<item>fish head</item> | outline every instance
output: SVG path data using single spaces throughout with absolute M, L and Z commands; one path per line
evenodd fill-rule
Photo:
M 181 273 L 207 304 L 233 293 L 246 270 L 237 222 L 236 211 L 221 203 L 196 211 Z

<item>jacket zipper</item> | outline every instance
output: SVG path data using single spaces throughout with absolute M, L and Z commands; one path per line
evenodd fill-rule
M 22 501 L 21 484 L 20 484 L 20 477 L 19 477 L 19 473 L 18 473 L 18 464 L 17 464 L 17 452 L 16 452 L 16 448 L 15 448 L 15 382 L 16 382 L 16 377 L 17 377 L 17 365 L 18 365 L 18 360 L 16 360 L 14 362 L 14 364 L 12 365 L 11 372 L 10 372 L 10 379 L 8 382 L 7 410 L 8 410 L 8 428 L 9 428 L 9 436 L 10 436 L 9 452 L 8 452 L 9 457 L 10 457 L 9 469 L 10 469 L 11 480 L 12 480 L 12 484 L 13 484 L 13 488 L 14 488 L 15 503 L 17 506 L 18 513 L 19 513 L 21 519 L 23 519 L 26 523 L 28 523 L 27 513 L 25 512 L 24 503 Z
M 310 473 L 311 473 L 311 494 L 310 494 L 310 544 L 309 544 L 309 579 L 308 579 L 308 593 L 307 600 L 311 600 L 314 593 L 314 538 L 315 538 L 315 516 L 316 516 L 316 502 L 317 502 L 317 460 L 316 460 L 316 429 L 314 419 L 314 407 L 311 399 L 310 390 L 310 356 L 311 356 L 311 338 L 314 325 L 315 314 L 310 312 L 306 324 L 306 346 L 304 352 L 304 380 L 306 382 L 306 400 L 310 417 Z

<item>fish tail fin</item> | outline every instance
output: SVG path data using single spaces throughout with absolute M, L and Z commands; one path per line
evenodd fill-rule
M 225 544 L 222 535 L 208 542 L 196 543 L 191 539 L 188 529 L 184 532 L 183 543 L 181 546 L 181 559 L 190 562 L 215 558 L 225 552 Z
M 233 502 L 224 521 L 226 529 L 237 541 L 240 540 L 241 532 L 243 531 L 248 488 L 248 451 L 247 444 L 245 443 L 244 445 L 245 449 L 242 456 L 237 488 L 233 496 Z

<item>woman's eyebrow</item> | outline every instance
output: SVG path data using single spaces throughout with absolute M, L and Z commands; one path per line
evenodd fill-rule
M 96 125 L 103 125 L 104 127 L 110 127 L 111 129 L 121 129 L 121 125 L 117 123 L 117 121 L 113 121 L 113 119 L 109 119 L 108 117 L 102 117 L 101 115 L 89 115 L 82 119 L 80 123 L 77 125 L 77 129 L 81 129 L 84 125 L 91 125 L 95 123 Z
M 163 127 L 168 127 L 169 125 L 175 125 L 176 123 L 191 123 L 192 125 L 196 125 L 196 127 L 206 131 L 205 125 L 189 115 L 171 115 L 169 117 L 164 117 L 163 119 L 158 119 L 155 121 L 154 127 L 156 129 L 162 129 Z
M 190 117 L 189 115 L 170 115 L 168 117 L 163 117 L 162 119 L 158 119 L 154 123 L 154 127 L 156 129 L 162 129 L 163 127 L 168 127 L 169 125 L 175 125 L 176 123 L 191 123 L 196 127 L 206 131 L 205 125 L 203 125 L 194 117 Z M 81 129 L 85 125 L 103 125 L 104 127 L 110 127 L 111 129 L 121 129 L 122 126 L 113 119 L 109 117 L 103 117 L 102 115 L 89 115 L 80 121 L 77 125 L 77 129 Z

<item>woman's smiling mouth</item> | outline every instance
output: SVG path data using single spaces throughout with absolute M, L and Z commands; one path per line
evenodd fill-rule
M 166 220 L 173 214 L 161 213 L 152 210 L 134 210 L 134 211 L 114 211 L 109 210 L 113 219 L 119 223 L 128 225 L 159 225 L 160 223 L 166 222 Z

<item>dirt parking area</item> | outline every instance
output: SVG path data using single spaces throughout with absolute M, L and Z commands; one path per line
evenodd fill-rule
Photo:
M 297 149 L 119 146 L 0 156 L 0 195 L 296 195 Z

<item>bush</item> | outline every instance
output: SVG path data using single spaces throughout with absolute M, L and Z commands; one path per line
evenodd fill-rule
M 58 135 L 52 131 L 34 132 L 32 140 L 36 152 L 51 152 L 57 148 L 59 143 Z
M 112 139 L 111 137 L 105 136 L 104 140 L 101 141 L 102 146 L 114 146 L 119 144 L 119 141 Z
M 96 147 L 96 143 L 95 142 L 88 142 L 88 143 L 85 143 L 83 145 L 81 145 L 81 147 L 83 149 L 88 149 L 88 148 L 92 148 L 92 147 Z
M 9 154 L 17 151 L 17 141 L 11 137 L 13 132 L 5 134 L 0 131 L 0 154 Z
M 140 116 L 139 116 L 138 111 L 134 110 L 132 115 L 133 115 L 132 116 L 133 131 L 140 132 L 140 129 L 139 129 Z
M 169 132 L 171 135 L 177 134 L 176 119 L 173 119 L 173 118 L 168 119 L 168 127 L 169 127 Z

**The task**
Go through the listing above and pull out each line containing the word "item".

**Completed exercise**
<item>fish head</item> | outline every instance
<item>jacket zipper</item> | outline every instance
<item>fish tail fin</item> | outline every instance
<item>woman's eyebrow</item> | outline every instance
<item>woman's smiling mouth</item> | outline every instance
<item>dirt parking area</item> | outline every instance
<item>bush</item> | outline every instance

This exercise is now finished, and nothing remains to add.